■ WHAT NEEDS TO BE DONE: Leaving out the images, return the data below exactly as it is written.

■ DATASET EXCERPTS:

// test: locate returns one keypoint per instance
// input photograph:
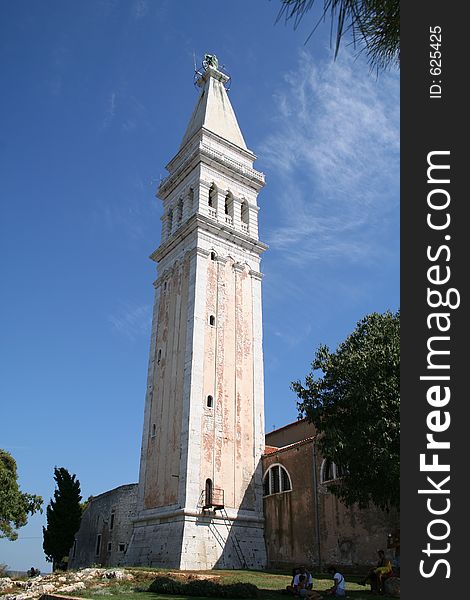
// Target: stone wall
(106, 529)
(344, 536)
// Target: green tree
(64, 514)
(373, 24)
(352, 396)
(15, 506)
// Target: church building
(199, 500)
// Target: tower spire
(213, 110)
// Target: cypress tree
(64, 514)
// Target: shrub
(203, 587)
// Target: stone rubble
(55, 583)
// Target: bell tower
(200, 483)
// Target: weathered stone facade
(106, 529)
(199, 501)
(302, 527)
(200, 486)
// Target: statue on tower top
(210, 60)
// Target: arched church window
(276, 480)
(330, 471)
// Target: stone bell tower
(200, 484)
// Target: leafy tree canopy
(64, 514)
(352, 396)
(15, 506)
(373, 24)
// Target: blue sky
(96, 98)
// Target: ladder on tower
(233, 536)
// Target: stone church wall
(345, 536)
(106, 529)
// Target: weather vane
(210, 61)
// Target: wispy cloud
(110, 110)
(140, 9)
(335, 153)
(132, 321)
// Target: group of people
(302, 581)
(302, 584)
(378, 574)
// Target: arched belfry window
(330, 471)
(276, 480)
(228, 208)
(190, 201)
(245, 215)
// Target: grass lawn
(270, 586)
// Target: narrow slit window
(245, 213)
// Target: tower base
(210, 540)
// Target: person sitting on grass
(377, 575)
(339, 586)
(303, 591)
(293, 588)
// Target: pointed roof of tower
(213, 110)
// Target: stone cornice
(204, 223)
(207, 155)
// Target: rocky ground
(59, 583)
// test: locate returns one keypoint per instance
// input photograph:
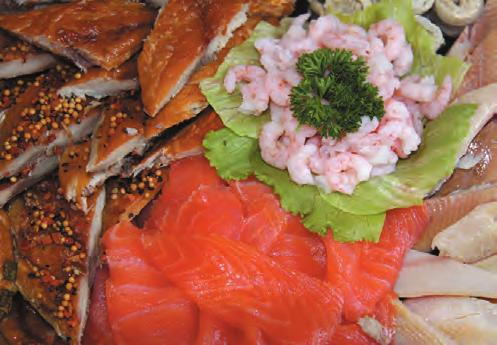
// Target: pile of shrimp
(374, 149)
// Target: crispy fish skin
(186, 32)
(8, 266)
(94, 32)
(73, 177)
(55, 249)
(119, 133)
(99, 83)
(19, 58)
(171, 53)
(14, 185)
(190, 101)
(187, 142)
(23, 326)
(41, 122)
(127, 196)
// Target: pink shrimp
(435, 107)
(418, 89)
(324, 26)
(382, 75)
(254, 93)
(274, 144)
(343, 172)
(392, 35)
(299, 164)
(274, 56)
(278, 88)
(403, 63)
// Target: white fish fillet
(412, 329)
(467, 320)
(488, 264)
(428, 275)
(472, 238)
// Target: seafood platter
(217, 172)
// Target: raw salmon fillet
(98, 331)
(143, 307)
(244, 287)
(367, 271)
(222, 263)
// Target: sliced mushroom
(433, 30)
(458, 13)
(347, 6)
(421, 6)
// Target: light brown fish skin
(126, 198)
(445, 211)
(477, 45)
(187, 33)
(483, 146)
(94, 32)
(120, 132)
(73, 177)
(55, 252)
(99, 83)
(190, 101)
(23, 325)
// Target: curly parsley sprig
(334, 93)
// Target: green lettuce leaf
(236, 157)
(347, 227)
(225, 104)
(230, 154)
(426, 61)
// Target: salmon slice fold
(143, 307)
(245, 288)
(186, 34)
(103, 33)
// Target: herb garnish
(334, 93)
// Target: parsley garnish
(334, 93)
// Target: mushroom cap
(422, 6)
(347, 6)
(459, 13)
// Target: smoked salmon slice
(143, 307)
(300, 250)
(212, 331)
(245, 288)
(366, 271)
(98, 331)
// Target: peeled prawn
(393, 37)
(344, 171)
(274, 145)
(298, 165)
(418, 89)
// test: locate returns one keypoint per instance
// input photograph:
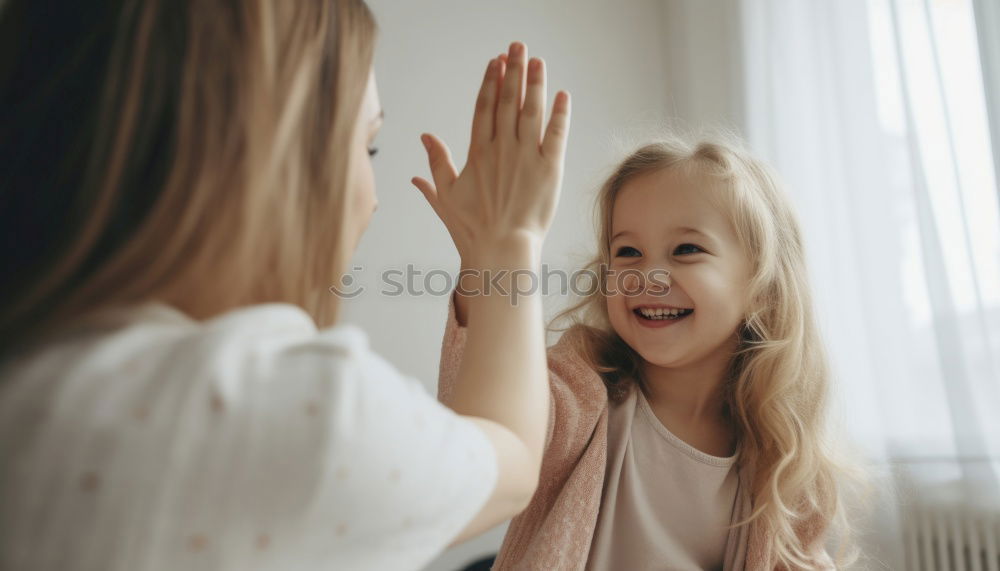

■ EXERCISE ANSWER:
// test: locate returns one keypoint per instance
// input photograph:
// Target: stone wall
(106, 529)
(344, 536)
// Target: green tree
(64, 514)
(373, 24)
(352, 396)
(15, 506)
// Target: church building
(199, 500)
// Target: tower spire
(213, 110)
// Target: cypress tree
(64, 514)
// Target: shrub
(203, 587)
// Target: stone rubble
(55, 583)
// Target: bell tower
(200, 483)
// Target: weathered stone facade
(106, 529)
(199, 501)
(302, 527)
(200, 486)
// Target: statue on tower top
(210, 60)
// Target: arched church window
(276, 480)
(330, 471)
// Target: stone bell tower
(200, 484)
// Target: leafy tree canopy
(64, 514)
(352, 396)
(15, 506)
(373, 24)
// Target: blue sky
(96, 98)
// Target: ladder on tower
(233, 536)
// Target: stone church wall
(345, 536)
(106, 529)
// Target: weather vane
(210, 61)
// Target: wispy cloud
(110, 110)
(140, 9)
(335, 153)
(132, 321)
// Target: group of people
(302, 581)
(302, 584)
(378, 574)
// Target: arched belfry window
(330, 471)
(276, 480)
(228, 208)
(190, 201)
(245, 215)
// Target: grass lawn
(270, 586)
// Target: narrow slit window
(245, 213)
// Target: tower base
(210, 540)
// Target: person sitting on grass
(377, 575)
(339, 586)
(303, 591)
(293, 588)
// Target: pointed roof of tower
(213, 110)
// Target: stone cornice
(204, 223)
(207, 155)
// Target: rocky ground
(59, 583)
// test: locate returns one keypoint per instance
// input photograph:
// Target: pile of shrimp
(374, 149)
// Target: crispy fish skin
(186, 32)
(8, 266)
(94, 32)
(73, 177)
(55, 249)
(119, 133)
(99, 83)
(19, 58)
(171, 53)
(14, 185)
(190, 101)
(187, 142)
(23, 326)
(41, 122)
(127, 196)
// Target: pink shrimp
(435, 107)
(418, 89)
(324, 26)
(382, 75)
(254, 93)
(274, 144)
(343, 172)
(392, 35)
(299, 164)
(274, 56)
(278, 88)
(403, 63)
// Target: white fish fillet
(412, 329)
(467, 320)
(488, 264)
(428, 275)
(472, 238)
// Target: seafood platter
(217, 172)
// Target: raw salmon fillet
(98, 331)
(143, 307)
(244, 287)
(367, 271)
(222, 263)
// Target: sliced mushroom
(433, 30)
(458, 13)
(347, 6)
(421, 6)
// Target: light brown fish skin
(126, 198)
(445, 211)
(477, 45)
(187, 33)
(483, 146)
(94, 32)
(120, 132)
(73, 177)
(55, 252)
(99, 83)
(190, 101)
(23, 325)
// Target: curly parsley sprig
(334, 93)
// Target: green lettuce leaf
(236, 157)
(347, 227)
(225, 104)
(230, 154)
(426, 61)
// Target: salmon slice fold
(143, 307)
(245, 288)
(186, 34)
(103, 33)
// Target: herb garnish
(334, 93)
// Target: parsley garnish
(334, 93)
// Target: mushroom cap
(422, 6)
(347, 6)
(459, 13)
// Target: smoked salmon slice
(143, 307)
(300, 250)
(212, 331)
(245, 288)
(366, 271)
(98, 331)
// Target: peeled prawn
(393, 37)
(344, 171)
(274, 145)
(298, 165)
(418, 89)
// test: locate returns one keypoint per instance
// input photograph:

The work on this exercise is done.